Start of Dataset records

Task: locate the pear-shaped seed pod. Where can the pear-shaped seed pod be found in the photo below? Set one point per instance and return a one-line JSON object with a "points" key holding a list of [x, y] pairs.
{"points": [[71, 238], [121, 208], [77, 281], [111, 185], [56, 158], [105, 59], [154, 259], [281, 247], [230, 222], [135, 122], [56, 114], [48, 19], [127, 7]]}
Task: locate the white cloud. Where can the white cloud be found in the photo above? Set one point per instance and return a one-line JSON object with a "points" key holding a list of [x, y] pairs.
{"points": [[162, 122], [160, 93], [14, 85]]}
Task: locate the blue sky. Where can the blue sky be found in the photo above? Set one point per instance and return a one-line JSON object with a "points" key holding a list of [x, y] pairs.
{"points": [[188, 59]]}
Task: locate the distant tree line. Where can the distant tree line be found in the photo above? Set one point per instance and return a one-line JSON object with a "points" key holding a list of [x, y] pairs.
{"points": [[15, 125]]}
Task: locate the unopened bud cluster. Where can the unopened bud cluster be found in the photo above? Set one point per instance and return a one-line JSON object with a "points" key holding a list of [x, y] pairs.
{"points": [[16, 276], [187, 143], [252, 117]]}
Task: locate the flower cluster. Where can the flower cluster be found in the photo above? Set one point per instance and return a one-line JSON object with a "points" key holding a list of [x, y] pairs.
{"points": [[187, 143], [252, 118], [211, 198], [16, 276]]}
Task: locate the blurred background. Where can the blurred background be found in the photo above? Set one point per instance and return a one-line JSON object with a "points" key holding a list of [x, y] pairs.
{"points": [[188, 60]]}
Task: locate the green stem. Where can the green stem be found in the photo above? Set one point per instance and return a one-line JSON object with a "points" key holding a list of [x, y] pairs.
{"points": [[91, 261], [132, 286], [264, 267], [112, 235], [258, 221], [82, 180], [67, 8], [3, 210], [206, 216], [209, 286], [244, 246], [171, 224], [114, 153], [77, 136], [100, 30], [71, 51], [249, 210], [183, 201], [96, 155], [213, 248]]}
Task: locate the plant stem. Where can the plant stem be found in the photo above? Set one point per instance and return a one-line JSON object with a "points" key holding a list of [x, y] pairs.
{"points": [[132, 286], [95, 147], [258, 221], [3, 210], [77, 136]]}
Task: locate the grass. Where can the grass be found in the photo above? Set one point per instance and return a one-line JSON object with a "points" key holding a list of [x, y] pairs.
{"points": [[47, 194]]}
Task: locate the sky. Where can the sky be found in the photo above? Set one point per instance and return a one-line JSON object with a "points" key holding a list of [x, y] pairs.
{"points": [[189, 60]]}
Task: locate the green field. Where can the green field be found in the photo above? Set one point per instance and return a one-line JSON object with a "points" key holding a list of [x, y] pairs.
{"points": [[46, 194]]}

End of Dataset records

- **Directions**:
Set down the whole of the data, exactly as it stands.

- **Exercise response**:
Task: locate the pear-shaped seed pod. Where can the pear-shaped seed pod be found in the photo below? Set one point per instance and return a one-line JSON object with a "points" key holding a list of [x, y] pairs.
{"points": [[71, 238], [121, 208], [77, 281], [111, 185], [56, 158], [105, 59], [154, 259], [281, 247], [230, 222], [135, 122], [56, 114], [48, 19], [127, 7]]}
Task: locate the white cloud. Where can the white cloud be found in the photo above? Set one point per instance and return a one-line JSON object with a "points" key holding a list of [x, y] pairs.
{"points": [[162, 122], [160, 93], [14, 85]]}
Task: locate the blue sky. Where can the blue sky be found in the photo above? Set one point per instance and return a one-line JSON object with a "points" key holding a list of [x, y] pairs.
{"points": [[188, 59]]}
Task: locate the distant tree line. Where can the distant tree line be found in the photo above? Set one point per instance and return a one-line JSON object with a "points" key holding a list of [x, y] pairs.
{"points": [[15, 125]]}
Task: locate the unopened bud cluster. Where can the unopened bud cluster be found in the photo above? Set one point per instance and return a one-line JSON object with a "points" key holding a list of [x, y] pairs.
{"points": [[16, 276], [187, 143], [252, 117]]}
Task: locate the flower cluster. Where can the flower cluster be found in the photo above? Set one point per instance and return a one-line JSON object with a "points" key holding a list of [x, y] pairs.
{"points": [[187, 143], [252, 118], [211, 198], [16, 276]]}
Task: locate the blurred background. Where can the blurred background be found in the photo above? Set one point per instance and return a one-line JSON object with a "points" key holding a list of [x, y] pairs.
{"points": [[188, 60]]}
Task: locate the green stem. Where can the green stem be found in the photo above? Set one point per instance and return a one-line JSON object with a "points" key holding a list of [x, y] pairs.
{"points": [[91, 261], [132, 286], [264, 267], [112, 235], [258, 221], [82, 180], [67, 8], [3, 210], [206, 216], [209, 286], [244, 246], [171, 224], [114, 153], [77, 136], [100, 30], [71, 51], [249, 210], [183, 201], [96, 155], [213, 248]]}
Task: locate the plant stem. Where can the plant stem be found in the photo above? Set one point per instance and return a one-line JSON object with a "points" key holding a list of [x, y] pairs.
{"points": [[132, 286], [95, 147], [258, 221], [3, 210], [77, 136]]}
Task: locate the grass. Where can the grass be found in the photo above? Set one point per instance and return a one-line JSON object with a "points" key holding a list of [x, y] pairs.
{"points": [[47, 194]]}
Task: locate the sky. Where can the sky be found in the photo above? Set one point per instance and return a one-line JSON object with a "points" key holding a list of [x, y] pairs.
{"points": [[189, 60]]}
Task: locate the green field. Where can the green field be found in the photo above? Set one point per instance and return a one-line JSON object with a "points" key holding a list of [x, y] pairs.
{"points": [[46, 194]]}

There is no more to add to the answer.